══ Information supplied

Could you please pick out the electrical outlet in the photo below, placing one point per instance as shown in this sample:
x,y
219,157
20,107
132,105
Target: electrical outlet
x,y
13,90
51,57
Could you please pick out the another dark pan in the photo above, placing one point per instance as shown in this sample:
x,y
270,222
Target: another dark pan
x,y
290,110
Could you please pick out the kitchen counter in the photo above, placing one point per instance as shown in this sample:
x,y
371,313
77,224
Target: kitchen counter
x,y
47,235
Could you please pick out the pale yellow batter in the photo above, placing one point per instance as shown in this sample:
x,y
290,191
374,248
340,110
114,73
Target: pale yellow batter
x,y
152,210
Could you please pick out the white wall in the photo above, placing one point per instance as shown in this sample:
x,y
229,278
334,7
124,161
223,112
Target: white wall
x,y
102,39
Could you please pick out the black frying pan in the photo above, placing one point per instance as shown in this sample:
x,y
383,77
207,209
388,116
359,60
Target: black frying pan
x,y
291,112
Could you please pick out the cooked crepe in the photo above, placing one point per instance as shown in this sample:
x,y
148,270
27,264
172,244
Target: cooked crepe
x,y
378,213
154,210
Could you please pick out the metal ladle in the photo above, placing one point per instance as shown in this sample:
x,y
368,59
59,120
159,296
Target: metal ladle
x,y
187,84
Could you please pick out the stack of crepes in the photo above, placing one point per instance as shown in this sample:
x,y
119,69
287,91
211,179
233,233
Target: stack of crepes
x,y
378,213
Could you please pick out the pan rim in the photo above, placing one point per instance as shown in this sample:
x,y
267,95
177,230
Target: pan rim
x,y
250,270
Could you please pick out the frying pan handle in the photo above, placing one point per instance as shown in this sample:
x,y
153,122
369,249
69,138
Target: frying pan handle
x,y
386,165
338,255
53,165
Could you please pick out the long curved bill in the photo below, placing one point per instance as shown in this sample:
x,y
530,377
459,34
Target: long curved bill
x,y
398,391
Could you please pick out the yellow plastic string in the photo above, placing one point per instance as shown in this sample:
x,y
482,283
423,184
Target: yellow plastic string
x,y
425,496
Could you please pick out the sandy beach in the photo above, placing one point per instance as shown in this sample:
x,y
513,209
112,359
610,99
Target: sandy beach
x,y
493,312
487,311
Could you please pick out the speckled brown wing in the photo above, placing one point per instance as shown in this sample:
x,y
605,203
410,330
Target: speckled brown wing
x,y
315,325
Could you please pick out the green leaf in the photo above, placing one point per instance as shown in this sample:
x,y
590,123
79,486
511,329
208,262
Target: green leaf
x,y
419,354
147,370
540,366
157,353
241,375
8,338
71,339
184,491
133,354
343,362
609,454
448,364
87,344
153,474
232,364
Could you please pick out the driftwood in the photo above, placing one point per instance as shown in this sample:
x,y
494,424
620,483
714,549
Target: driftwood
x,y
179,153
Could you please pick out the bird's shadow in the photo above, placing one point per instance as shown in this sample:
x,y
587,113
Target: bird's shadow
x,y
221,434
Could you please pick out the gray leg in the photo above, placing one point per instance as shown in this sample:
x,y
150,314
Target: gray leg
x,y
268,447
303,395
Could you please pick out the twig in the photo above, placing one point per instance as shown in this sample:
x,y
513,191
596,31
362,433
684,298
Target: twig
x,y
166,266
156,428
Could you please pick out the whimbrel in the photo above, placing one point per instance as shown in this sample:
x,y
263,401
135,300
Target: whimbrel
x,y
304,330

════

The problem:
Write out every line of the data again, exactly as it reads.

Solved exercise:
Could you please pick out the electrical outlet in the photo below, placing one point per instance as shown in this sample:
x,y
219,157
20,107
132,105
Target: electrical outlet
x,y
13,90
51,57
Could you please pick out the another dark pan in the photo above, placing one point per instance as shown in this sample:
x,y
270,222
Target: another dark pan
x,y
290,110
Could you please pick out the kitchen counter in the photo above, placing one point per instance as shown in this sample:
x,y
371,313
77,224
Target: kitchen counter
x,y
47,235
Could you please pick out the pale yellow batter in the photo above, placing one point per instance as shown in this sample:
x,y
290,191
374,248
340,110
114,73
Target: pale yellow batter
x,y
152,210
Could you please pick out the white wall in the photo above, placing one point per instance as shown in this sample:
x,y
229,278
334,7
124,161
223,112
Target: white wall
x,y
102,39
Could you please pick out the black frying pan in the photo above, placing one point per instance as shown in this sample:
x,y
383,77
207,209
388,116
359,60
Target: black frying pan
x,y
291,112
Could you please pick out the cooked crepe in the photo above, placing one point per instance as shown in this sample:
x,y
148,270
27,264
172,244
Target: cooked crepe
x,y
378,213
154,210
Could you please pick out the metal ladle in the photo above, placing one point per instance as shown in this sample:
x,y
368,59
59,120
159,296
Target: metal ladle
x,y
187,84
Could you please pick out the stack of crepes in the photo above, placing one point per instance as shown in this sample:
x,y
119,69
287,91
211,179
233,233
Target: stack of crepes
x,y
378,213
Could you please pick out the pan rim in the photo above, placing one point per instance as shown in this sample:
x,y
267,95
177,230
Target: pan rim
x,y
250,270
Could you please pick out the frying pan handle in the photo above, placing one point per instance as shown in this sample:
x,y
153,122
369,249
69,138
Target: frying pan handle
x,y
386,165
338,255
53,165
Could you please pick out the long curved bill in the photo below, placing one point per instance as shown in this sample:
x,y
530,377
459,34
Target: long curved bill
x,y
398,391
Could you please pick out the yellow plastic string in the photo above, placing one point per instance as shown in this sample:
x,y
482,283
423,184
Target: yellow plastic string
x,y
425,496
Could you please pick out the sandy beach in the photo above, placing one point per instance as shown in this sample:
x,y
513,209
112,359
610,99
Target: sandy beach
x,y
493,312
487,311
Could you please pick out the speckled brown wing in the photo above, placing one point per instance as shown in this sample:
x,y
605,203
410,330
Target: speckled brown wing
x,y
315,325
Could you please pick out the green leaf in the photo above, placing one point per instance as shown in this sample:
x,y
590,123
79,486
511,329
208,262
Target: green leaf
x,y
419,354
147,370
540,366
157,353
241,375
8,338
71,339
184,491
133,354
343,362
609,454
448,364
87,344
153,474
232,364
Could you please pick out the driftwood in the photo above, placing one point per instance as shown in this sample:
x,y
494,424
620,483
714,549
Target: driftwood
x,y
179,153
Could you please pick out the bird's shadow in the photo above, placing one point per instance as shown in this sample:
x,y
587,113
Target: bird's shadow
x,y
221,434
Could you please pick out the gray leg in the photo above, placing one point per instance as shown in this sample:
x,y
150,314
Target: gray leg
x,y
268,447
303,395
Could you please pick out the twig in the photo above, placing one point per instance as shown in this sample:
x,y
513,191
596,31
362,433
684,298
Target: twig
x,y
166,266
156,428
Could you please pick out the whimbrel in the photo above, placing one point per instance as shown in this sample:
x,y
263,401
135,300
Target: whimbrel
x,y
304,330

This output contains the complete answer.